» TASK TO CARRY OUT: When you copy the data, keep every line exactly as written and skip the pictures.

___ GIVEN DATA

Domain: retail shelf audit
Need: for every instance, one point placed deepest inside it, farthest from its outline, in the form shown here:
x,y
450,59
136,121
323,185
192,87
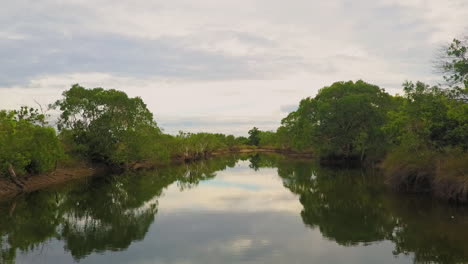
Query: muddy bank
x,y
61,175
32,183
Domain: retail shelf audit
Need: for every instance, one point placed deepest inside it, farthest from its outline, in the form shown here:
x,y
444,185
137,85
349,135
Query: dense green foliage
x,y
27,145
107,125
342,121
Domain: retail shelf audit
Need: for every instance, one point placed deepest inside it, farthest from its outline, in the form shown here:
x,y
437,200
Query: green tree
x,y
254,136
107,125
27,144
454,63
343,120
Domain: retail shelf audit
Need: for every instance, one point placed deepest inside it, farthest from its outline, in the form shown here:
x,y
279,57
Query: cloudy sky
x,y
218,65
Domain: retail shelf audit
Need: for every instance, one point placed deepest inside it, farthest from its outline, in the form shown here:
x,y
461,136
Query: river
x,y
263,208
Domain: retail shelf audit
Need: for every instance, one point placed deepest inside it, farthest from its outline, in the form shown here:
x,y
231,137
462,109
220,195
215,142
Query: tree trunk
x,y
13,177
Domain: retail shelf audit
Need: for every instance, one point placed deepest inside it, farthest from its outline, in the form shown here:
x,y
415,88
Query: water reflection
x,y
233,209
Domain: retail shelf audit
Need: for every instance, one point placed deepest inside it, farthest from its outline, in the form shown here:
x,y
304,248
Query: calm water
x,y
234,209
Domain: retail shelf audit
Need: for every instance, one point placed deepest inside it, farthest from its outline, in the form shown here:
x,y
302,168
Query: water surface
x,y
232,209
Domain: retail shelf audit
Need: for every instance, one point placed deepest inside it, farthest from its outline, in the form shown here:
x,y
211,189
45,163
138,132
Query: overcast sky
x,y
218,65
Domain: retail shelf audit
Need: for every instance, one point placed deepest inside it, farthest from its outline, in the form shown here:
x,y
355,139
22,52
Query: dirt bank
x,y
36,182
82,170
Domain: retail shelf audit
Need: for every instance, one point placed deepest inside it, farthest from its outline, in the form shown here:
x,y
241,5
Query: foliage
x,y
254,136
26,143
454,63
107,125
343,120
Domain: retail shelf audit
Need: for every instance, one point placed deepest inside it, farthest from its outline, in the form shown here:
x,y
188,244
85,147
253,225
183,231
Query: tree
x,y
254,136
342,121
453,62
107,125
27,144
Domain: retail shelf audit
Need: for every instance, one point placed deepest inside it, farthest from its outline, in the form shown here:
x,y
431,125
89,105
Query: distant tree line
x,y
420,137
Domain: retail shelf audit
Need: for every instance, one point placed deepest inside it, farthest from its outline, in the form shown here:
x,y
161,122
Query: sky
x,y
219,65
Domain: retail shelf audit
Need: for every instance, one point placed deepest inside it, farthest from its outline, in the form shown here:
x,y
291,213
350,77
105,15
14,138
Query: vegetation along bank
x,y
419,139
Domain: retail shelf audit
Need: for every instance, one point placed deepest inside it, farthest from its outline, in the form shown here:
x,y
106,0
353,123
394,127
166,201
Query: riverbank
x,y
79,170
61,175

______

» RESPONSE BOX:
Domain: retail shelf audit
Need: for every instance, one point placed deepest inside it, farthest from its outline, in the form shown here:
x,y
450,59
136,121
323,185
192,87
Query: muddy bank
x,y
61,175
32,183
Domain: retail shelf audit
Need: for every instance, one point placed deepest inside it, farthest from its outline, in the form shown here:
x,y
444,185
137,85
349,135
Query: dense green foliage
x,y
27,145
107,125
342,121
Domain: retail shelf audit
Need: for every instance, one point placed deepest inside it, farthest from its outline, in the form shown here:
x,y
437,200
Query: green tree
x,y
254,136
107,125
27,144
454,63
343,120
Domain: retail shelf audit
Need: for every instance, one point placed deepest inside it, farthest from its outline, in the form shown here:
x,y
279,57
Query: cloudy sky
x,y
218,65
Domain: retail shelf audit
Need: for every instance, one point placed deepest inside it, farthest from its outline, in the form shown here:
x,y
461,136
Query: river
x,y
263,208
Domain: retail shelf audit
Need: for every instance, one point placed deepest inside it, farthest from its outline, in the form shown here:
x,y
231,137
462,109
220,195
215,142
Query: tree trunk
x,y
13,177
Domain: retail shelf audit
Need: for every instance, one point placed deepest inside it, farthest from its outline, in the form shown here:
x,y
415,88
Query: water reflection
x,y
233,209
Domain: retail shelf audit
Need: for every instance, one point placed deepest inside it, farthest from its outline, in the form shown here:
x,y
304,248
Query: calm water
x,y
234,209
Domain: retail shelf audit
Need: for every instance, one point placed deepest inside it, farthest from its outline, in the form shown here:
x,y
302,168
Query: water surface
x,y
232,209
Domain: retail shelf audit
Need: for every instance, one point placed deepest inside it, farthest from its outline, in the form shown here:
x,y
211,189
45,163
138,132
Query: overcast sky
x,y
218,65
Domain: retail shelf audit
Need: for every instance, one point placed deepest inside it, farthest from its outline, in the form shown here:
x,y
355,139
22,52
Query: dirt bank
x,y
36,182
82,170
Domain: retail shelf audit
Need: for every instance, one point placed deepest inside it, farthest from its outline, in the form shown here:
x,y
241,5
Query: foliage
x,y
254,136
26,143
454,63
107,125
343,120
Domain: retail shelf audit
Need: for every instance, one point placed deepest inside it, farthest from its outline, in the form shown here:
x,y
188,244
85,147
253,225
183,231
Query: tree
x,y
254,136
342,121
453,62
107,125
27,144
Domain: retail shelf audit
Need: for every instance, one point placed deepest inside it, farthest from its outline, in the form shown here:
x,y
431,125
89,105
Query: distant tree line
x,y
420,137
Domain: retail shelf audit
Need: for every instance, one point placed deepest inside it, farthest from its outline, in the form shown here:
x,y
161,122
Query: sky
x,y
219,65
Domain: retail shelf audit
Need: for every instance, one point placed deepest inside it, farthest from its outline, in the form shown here:
x,y
291,213
350,77
105,15
14,138
Query: vegetation along bank
x,y
419,139
Domain: retail shelf audit
Need: for every instance, one point placed deepest inside it, farthest from its outline, in the form shown here:
x,y
106,0
353,123
394,127
166,201
Query: riverbank
x,y
79,170
61,175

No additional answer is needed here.